▶ _REQUIRED ACTION_: Could you print every record exactly as it stands?

--- SUPPLIED RECORDS Enclosed Below ---

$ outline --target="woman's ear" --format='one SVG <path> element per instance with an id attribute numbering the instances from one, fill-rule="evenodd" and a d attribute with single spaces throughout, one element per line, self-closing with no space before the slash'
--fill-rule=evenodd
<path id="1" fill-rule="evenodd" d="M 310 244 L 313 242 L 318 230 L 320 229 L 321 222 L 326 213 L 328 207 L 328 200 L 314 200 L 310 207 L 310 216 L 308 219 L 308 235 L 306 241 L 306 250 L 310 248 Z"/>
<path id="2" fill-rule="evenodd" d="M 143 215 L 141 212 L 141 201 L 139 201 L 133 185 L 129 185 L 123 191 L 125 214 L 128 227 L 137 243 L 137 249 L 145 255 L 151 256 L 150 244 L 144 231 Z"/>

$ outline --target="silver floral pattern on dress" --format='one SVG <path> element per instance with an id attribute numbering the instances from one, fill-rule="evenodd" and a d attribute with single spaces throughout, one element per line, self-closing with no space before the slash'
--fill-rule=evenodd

--- End of Enclosed SUPPLIED RECORDS ---

▶ _WRITTEN RESPONSE_:
$ outline --target="woman's ear" --format='one SVG <path> element per instance with an id attribute numbering the instances from one, fill-rule="evenodd" and a d attribute with single spaces throughout, one element per line, self-closing with no space before the slash'
--fill-rule=evenodd
<path id="1" fill-rule="evenodd" d="M 310 244 L 313 242 L 318 230 L 320 229 L 321 222 L 326 213 L 328 207 L 328 200 L 314 200 L 310 207 L 310 216 L 308 219 L 308 235 L 306 241 L 306 250 L 310 248 Z"/>
<path id="2" fill-rule="evenodd" d="M 143 215 L 141 212 L 141 201 L 139 201 L 133 185 L 129 185 L 123 191 L 125 214 L 128 227 L 137 243 L 137 249 L 145 255 L 151 256 L 150 244 L 144 231 Z"/>

$ outline --target="silver floral pattern on dress" --format='one SVG <path> element per instance with an id attribute numbering the instances from one, fill-rule="evenodd" and a d attribute with single spaces throughout, one element per line, self-closing with no space before the slash'
--fill-rule=evenodd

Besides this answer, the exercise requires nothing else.